| Exercise details |
Gather every line in the records below that contains the word "query" and copy each of those lines in full.

══════

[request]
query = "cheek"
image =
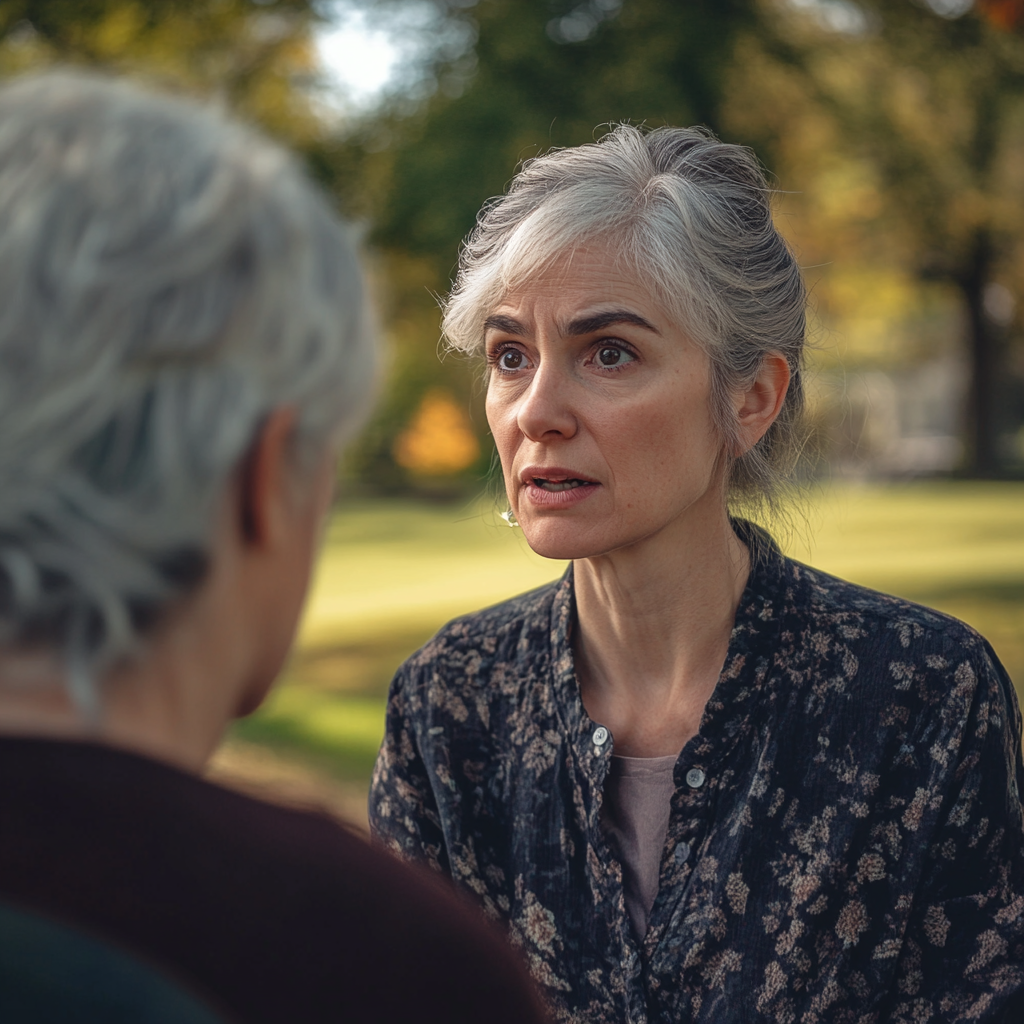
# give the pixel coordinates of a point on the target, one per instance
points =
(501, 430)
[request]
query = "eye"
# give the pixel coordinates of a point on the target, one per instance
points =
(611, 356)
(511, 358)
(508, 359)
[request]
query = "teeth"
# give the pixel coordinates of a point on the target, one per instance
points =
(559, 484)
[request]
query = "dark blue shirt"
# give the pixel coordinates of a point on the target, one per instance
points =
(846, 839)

══════

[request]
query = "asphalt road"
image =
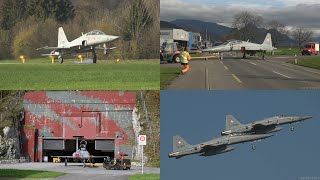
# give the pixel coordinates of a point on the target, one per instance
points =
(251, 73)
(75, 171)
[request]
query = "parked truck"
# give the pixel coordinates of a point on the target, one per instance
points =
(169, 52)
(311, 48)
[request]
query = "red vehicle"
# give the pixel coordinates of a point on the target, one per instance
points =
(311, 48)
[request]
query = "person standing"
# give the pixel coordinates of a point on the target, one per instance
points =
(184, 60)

══════

| Output of the task |
query = "cheek"
query = "eye"
query = "teeth"
query = "dark blue shirt"
query = "asphalt road"
query = "parked truck"
query = "red vehicle"
query = "person standing"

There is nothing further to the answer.